**Records for this task:**
☆ ☆ ☆ ☆ ☆
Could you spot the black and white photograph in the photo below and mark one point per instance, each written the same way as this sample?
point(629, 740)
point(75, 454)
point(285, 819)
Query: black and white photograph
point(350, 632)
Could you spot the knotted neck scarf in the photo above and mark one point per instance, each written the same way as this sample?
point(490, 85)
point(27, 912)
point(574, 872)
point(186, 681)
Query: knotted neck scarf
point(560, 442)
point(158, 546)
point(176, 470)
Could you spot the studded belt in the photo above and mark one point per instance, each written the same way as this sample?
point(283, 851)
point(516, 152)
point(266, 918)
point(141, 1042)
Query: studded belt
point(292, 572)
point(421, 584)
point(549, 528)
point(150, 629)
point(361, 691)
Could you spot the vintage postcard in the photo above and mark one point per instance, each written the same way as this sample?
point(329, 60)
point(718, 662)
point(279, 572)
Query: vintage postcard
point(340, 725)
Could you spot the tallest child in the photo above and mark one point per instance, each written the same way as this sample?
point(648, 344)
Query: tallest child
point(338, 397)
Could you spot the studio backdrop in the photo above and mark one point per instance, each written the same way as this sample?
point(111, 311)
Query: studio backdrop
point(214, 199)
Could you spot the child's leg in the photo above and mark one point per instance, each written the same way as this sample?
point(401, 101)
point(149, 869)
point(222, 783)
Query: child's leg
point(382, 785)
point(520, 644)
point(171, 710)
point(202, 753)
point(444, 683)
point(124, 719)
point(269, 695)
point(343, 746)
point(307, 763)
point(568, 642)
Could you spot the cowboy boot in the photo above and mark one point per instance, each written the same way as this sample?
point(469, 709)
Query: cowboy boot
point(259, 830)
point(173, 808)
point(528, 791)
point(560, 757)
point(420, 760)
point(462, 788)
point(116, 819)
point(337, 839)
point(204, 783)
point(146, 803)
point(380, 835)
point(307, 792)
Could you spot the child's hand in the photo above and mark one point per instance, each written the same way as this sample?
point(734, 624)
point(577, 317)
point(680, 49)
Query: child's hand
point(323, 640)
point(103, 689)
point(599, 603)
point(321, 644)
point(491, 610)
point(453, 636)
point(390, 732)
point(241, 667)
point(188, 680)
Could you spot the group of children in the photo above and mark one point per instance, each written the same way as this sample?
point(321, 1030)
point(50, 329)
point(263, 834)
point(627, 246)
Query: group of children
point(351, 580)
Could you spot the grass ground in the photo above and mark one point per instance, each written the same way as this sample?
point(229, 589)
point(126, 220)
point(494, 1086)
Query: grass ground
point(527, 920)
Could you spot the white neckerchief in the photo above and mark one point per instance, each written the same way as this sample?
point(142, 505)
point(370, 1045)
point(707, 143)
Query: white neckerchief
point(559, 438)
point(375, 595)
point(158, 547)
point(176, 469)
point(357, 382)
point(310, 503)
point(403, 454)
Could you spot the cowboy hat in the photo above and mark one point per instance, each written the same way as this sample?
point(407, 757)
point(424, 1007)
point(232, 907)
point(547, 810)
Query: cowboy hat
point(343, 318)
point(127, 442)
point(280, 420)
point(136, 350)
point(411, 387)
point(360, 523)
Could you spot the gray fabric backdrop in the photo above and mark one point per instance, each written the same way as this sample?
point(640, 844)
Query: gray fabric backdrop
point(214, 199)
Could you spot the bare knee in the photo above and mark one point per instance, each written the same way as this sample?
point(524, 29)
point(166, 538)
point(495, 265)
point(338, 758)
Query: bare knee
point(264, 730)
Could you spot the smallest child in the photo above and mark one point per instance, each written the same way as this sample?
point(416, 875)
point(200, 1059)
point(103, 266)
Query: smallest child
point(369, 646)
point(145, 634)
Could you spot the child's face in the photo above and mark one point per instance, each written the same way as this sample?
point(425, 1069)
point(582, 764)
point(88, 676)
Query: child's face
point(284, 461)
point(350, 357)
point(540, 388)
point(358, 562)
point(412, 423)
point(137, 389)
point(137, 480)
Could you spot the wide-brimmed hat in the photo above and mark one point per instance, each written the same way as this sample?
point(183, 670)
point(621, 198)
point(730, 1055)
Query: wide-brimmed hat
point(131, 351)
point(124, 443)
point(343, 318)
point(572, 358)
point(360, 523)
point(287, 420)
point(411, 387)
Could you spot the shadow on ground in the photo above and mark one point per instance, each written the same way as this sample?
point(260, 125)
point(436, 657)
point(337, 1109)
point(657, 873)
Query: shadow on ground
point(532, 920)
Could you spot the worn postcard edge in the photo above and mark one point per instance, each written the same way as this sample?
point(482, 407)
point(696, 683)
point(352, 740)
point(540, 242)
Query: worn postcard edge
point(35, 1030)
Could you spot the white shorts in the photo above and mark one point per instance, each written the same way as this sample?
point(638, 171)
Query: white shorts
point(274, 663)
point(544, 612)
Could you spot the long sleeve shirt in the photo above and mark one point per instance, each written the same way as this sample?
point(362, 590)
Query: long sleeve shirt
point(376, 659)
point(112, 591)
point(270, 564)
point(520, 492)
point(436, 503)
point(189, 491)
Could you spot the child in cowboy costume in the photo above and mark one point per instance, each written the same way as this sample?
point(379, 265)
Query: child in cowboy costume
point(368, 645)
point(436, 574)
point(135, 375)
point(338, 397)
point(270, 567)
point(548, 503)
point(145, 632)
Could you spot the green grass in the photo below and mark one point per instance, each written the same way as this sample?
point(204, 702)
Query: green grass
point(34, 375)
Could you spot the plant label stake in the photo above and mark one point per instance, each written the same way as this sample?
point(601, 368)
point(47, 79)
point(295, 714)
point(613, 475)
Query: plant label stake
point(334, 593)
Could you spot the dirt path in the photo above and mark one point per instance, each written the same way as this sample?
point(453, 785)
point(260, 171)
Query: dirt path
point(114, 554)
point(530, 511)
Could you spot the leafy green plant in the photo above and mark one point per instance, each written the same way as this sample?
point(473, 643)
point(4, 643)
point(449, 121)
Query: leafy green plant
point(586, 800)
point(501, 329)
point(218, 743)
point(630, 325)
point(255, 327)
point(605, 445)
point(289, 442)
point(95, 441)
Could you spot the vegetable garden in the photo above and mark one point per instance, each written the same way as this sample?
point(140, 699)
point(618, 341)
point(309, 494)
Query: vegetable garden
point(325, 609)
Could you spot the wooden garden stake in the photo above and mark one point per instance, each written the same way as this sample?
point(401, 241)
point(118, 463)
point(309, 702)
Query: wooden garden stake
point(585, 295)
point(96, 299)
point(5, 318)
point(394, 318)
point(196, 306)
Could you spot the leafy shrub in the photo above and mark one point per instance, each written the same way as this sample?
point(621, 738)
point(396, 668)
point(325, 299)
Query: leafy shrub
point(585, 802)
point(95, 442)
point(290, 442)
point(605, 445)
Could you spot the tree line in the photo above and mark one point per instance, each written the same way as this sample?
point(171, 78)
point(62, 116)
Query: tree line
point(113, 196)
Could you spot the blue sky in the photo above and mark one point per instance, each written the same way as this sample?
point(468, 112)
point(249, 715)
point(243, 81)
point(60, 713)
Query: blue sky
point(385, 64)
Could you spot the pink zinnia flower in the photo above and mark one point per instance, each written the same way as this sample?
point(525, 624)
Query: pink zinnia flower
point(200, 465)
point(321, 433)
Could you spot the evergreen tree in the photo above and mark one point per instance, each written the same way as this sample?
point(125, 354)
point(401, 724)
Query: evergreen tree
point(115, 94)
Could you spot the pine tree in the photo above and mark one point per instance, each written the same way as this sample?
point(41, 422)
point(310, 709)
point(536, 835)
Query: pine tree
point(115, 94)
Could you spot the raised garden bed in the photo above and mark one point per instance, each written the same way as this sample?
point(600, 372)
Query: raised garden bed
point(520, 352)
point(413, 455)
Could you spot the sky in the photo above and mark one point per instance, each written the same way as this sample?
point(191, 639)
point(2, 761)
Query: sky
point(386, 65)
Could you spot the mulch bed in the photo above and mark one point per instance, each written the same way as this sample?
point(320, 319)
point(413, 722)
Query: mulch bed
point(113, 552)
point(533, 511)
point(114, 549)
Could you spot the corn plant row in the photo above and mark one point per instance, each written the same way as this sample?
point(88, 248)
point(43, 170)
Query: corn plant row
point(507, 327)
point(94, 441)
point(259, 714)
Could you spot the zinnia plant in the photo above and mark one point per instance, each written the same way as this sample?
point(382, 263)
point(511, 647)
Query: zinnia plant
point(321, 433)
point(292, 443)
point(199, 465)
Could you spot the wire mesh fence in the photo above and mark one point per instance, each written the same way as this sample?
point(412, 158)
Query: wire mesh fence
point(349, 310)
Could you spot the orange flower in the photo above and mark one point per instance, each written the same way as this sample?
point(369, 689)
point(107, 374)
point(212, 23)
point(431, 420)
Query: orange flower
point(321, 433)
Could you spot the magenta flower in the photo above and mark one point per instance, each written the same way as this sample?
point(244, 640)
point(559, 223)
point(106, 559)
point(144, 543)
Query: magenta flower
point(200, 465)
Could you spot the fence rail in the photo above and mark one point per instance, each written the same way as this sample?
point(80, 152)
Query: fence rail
☆ ☆ ☆ ☆ ☆
**Given problem:** Present the items as a numbered list, starting at the line that contains "Could you spot the sky" and ending at the last line of the items, with blank lines left out.

**Task solution:**
1. Could you spot the sky in the photo above and mark one point per instance, each written the same way as this sample?
2. point(191, 639)
3. point(2, 761)
4. Query: sky
5. point(386, 65)
6. Could you spot the mulch bed in the photo above and mark one point per instance, each written the same way as this sample?
7. point(320, 319)
8. point(413, 722)
9. Query: mulch bed
10. point(113, 552)
11. point(533, 511)
12. point(114, 549)
13. Could you spot the corn plant row in the photo above and mark one point per instance, each written the same way as this sample?
14. point(88, 248)
15. point(43, 170)
16. Query: corn plant row
17. point(507, 327)
18. point(94, 441)
19. point(259, 714)
20. Could you spot the zinnia plant in the photo above and mark one point per instance, each written the same way as this sample?
21. point(382, 263)
22. point(511, 647)
23. Query: zinnia plant
24. point(321, 433)
25. point(292, 443)
26. point(199, 465)
27. Could you spot the wire mesh fence in the photo above and mark one point per instance, each written the same way as this sample?
28. point(412, 158)
29. Query: wire mesh fence
30. point(349, 310)
31. Could you spot the orange flower in the photo above and mark one point per instance, each written the same way as this sample?
32. point(369, 689)
33. point(107, 374)
34. point(212, 23)
35. point(431, 420)
36. Query: orange flower
37. point(321, 433)
38. Could you spot the magenta flower in the photo above and mark one point per instance, each written the same way as this sample?
39. point(244, 640)
40. point(559, 223)
41. point(106, 559)
42. point(144, 543)
43. Query: magenta flower
44. point(200, 465)
45. Could you spot the fence rail in the photo above and mark one point per instance, each written the same way as this sample?
46. point(80, 152)
47. Query: fence rail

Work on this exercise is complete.